- _Written task_: Format the data below as a numbered list, leaving out any blank lines.

#####

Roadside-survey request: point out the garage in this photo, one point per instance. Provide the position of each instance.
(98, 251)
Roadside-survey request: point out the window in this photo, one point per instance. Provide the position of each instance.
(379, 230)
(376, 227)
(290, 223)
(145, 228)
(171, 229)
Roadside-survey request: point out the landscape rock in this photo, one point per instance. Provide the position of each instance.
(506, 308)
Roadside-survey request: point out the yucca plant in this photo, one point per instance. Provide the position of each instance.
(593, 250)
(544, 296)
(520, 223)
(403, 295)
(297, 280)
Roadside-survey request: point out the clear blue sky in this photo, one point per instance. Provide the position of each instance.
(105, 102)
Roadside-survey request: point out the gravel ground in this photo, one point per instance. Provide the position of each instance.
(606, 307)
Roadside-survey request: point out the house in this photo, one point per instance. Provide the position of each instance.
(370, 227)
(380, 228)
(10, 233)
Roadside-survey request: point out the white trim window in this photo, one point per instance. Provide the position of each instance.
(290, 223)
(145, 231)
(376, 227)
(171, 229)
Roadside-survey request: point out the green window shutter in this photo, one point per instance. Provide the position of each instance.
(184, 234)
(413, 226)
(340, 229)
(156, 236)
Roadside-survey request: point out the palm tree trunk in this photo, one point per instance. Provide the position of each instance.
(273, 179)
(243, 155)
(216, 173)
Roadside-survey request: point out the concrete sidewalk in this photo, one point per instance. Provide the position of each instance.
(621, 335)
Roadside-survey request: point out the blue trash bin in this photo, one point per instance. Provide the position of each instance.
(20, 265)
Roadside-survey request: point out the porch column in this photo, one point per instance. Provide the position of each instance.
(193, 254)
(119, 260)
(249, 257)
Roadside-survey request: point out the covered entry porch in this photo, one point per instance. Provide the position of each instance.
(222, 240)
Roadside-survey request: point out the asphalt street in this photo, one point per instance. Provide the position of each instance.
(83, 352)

#####

- _Completed task_:
1. Roadside-survey request: point out the garage in this photo, one point per instance. Provide the position of each instance.
2. (98, 251)
3. Roadside-survey request: point out the window in this photo, one point per instance. Provide the position of each instance.
4. (379, 230)
5. (376, 227)
6. (290, 223)
7. (145, 228)
8. (171, 229)
9. Roadside-survey request: point out the landscape rock in this photo, one point per instance. Provide the position of each instance.
10. (506, 308)
11. Roadside-survey request: point out the yucca plant in this photo, one point per instance. Provide the position of each instance.
12. (593, 250)
13. (544, 296)
14. (520, 223)
15. (403, 295)
16. (297, 280)
17. Roadside-survey request: point out the clear blue sky in this photo, one point per instance. Provide the position of each instance.
18. (105, 102)
19. Roadside-survey request: point out the gravel ground in this photo, one point per instance. Provide the position of each instance.
20. (606, 307)
21. Roadside-survey request: point out the house in this photo, one point per instance. Provide the position of each instance.
22. (370, 227)
23. (380, 228)
24. (10, 233)
25. Roadside-survey request: point out the white trim window in this photo, one point per instance. Provide the position of each instance.
26. (290, 223)
27. (145, 231)
28. (376, 227)
29. (171, 229)
30. Roadside-survey request: point out the green window shutter in this photo, one point per instance. Provide the position of each instance.
31. (184, 234)
32. (413, 226)
33. (340, 229)
34. (156, 236)
35. Roadside-survey request: point out the palm tree trunk in this photo, one point per instance. Provide the position of each instance.
36. (273, 179)
37. (243, 155)
38. (216, 173)
39. Roadside-survey request: point out the concrete sidewalk in this photo, one point per instance. Provide the position of each instance.
40. (621, 335)
41. Roadside-survey request: point out the blue trash bin in this photo, one point per instance. Provide the position of each instance.
42. (20, 265)
43. Roadside-survey request: point out the porch column in this photo, one point per instance. Provide the position of each instance.
44. (193, 254)
45. (119, 260)
46. (249, 257)
47. Roadside-survey request: point out the covered entry porch in this photo, one point per instance. Provide the position of each instance.
48. (222, 240)
49. Roadside-survey request: point out the asphalt street in this photo, one point per instance. Provide the position of each instance.
50. (83, 352)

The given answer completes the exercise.